■ PROBLEM TO WORK ON ■
Reproduce the following lines word for word, omitting the pictures from your reply.

■ RECORDS PROVIDED ■
* START *

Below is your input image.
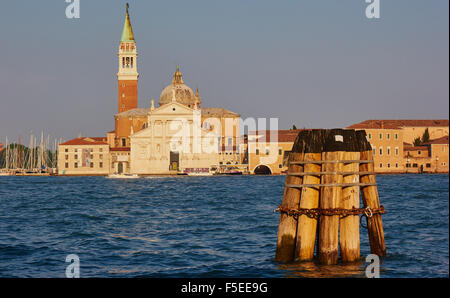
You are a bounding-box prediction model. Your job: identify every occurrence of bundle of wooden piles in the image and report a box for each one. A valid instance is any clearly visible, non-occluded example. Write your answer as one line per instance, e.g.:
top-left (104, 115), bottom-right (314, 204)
top-left (276, 129), bottom-right (386, 264)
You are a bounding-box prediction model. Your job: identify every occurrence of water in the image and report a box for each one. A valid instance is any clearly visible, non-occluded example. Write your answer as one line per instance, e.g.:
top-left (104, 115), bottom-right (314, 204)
top-left (0, 175), bottom-right (449, 277)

* END *

■ SOLUTION FOR THIS EXERCISE ■
Below is your input image.
You are a bounding-box prediction model. Your job: identify every occurrence of bundle of wooden piles in the image and report a box for each one. A valid instance is any clearly visible, non-occluded example. Write your answer as one line per instance, e.g.:
top-left (104, 115), bottom-right (314, 204)
top-left (276, 129), bottom-right (386, 264)
You are a bounding-box prediction model. Your job: identify every occurrence of water in the image and report a box for each one. A valid instance is any clearly visible, non-occluded example. Write your answer as one line per instance, e.g.:
top-left (104, 115), bottom-right (314, 204)
top-left (0, 175), bottom-right (449, 277)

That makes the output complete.